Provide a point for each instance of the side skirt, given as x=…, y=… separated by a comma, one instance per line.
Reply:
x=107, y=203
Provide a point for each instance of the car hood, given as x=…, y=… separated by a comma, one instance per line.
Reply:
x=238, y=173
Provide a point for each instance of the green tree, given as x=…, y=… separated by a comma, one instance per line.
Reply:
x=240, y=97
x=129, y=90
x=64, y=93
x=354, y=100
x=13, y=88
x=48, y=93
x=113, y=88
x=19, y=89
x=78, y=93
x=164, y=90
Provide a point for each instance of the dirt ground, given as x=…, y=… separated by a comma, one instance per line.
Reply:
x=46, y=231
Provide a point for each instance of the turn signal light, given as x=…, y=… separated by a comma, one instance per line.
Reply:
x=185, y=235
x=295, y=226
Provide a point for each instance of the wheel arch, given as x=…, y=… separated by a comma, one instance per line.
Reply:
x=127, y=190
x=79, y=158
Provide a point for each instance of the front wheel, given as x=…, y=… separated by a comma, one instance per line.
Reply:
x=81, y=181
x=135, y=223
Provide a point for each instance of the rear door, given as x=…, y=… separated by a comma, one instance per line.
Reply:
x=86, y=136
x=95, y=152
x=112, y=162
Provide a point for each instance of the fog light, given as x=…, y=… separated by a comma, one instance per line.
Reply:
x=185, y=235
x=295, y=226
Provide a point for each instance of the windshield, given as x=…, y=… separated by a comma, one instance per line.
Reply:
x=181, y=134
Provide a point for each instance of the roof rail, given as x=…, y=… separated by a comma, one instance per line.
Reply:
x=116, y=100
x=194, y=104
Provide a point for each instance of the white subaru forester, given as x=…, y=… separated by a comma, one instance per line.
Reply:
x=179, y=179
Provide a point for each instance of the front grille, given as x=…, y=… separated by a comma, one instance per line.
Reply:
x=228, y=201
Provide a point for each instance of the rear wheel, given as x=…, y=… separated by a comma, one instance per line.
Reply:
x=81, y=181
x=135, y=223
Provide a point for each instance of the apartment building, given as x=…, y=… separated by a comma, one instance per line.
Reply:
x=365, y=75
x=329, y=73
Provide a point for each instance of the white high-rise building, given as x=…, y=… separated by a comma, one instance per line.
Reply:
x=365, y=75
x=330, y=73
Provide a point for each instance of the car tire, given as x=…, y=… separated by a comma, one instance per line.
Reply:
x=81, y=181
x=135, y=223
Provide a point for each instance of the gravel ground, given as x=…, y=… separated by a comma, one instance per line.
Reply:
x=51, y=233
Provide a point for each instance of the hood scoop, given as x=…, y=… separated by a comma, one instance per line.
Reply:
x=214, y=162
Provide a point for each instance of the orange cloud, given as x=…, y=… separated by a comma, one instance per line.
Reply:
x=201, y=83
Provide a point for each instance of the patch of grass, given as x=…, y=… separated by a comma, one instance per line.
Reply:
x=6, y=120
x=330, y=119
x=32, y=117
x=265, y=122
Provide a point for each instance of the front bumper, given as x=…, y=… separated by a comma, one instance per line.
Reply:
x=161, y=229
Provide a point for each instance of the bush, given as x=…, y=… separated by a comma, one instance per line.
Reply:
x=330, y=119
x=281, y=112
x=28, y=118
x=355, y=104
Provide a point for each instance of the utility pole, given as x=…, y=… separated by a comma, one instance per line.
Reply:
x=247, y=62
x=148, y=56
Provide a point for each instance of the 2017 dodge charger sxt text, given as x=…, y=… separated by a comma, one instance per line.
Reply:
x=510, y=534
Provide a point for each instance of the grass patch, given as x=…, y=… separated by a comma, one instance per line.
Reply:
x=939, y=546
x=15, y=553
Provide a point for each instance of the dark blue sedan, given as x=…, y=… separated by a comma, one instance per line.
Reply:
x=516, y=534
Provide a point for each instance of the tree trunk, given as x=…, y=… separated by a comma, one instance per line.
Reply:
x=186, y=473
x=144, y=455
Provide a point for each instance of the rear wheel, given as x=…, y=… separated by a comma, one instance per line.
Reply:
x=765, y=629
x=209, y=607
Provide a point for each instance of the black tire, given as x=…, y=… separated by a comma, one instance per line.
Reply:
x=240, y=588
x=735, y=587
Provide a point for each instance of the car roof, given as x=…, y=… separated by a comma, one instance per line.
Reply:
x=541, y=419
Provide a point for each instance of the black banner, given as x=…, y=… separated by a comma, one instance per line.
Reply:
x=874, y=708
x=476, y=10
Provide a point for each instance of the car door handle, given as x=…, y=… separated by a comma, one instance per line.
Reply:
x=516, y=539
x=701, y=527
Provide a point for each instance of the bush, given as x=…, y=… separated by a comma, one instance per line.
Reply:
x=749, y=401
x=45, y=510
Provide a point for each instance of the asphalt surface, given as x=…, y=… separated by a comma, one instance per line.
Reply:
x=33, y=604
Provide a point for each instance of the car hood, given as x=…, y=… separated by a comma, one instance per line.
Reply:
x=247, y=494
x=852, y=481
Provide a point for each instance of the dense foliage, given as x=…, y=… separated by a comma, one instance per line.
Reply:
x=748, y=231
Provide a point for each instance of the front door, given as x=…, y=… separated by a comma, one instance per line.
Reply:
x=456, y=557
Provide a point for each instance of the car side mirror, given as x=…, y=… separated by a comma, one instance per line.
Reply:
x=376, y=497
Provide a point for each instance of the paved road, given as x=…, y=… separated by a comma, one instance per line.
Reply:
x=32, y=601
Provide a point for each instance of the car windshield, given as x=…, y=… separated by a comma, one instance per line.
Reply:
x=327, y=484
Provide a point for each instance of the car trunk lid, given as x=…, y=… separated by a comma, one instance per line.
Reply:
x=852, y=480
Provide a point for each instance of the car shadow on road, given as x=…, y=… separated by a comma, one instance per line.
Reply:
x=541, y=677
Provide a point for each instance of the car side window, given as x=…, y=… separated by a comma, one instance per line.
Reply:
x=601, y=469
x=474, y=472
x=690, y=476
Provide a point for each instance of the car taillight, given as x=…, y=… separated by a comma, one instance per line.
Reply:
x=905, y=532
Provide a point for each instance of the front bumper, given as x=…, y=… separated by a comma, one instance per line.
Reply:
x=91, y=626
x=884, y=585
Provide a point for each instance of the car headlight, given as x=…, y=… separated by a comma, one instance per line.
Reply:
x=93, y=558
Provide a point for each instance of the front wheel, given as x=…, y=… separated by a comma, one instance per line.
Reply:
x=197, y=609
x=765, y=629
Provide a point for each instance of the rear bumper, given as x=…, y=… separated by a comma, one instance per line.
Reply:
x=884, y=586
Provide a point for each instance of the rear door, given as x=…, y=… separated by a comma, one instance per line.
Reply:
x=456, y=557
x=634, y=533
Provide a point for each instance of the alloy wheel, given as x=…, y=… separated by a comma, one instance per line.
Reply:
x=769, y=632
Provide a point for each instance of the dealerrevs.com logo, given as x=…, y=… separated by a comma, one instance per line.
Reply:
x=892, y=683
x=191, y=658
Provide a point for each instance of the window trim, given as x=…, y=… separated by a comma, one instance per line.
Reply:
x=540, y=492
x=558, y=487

========================================

*Task description*. Switch "car hood" to "bonnet" in the lines running from the start of the data through the line with "x=238, y=173", and write out only those lines with nothing else altered.

*Correct response*.
Provide a point for each instance of the side skirt, given as x=…, y=… separated by a comma, one instance per line.
Reply:
x=107, y=203
Provide a point for each instance of the bonnet, given as x=…, y=… separated by a comma, one instance per line.
Reply:
x=238, y=173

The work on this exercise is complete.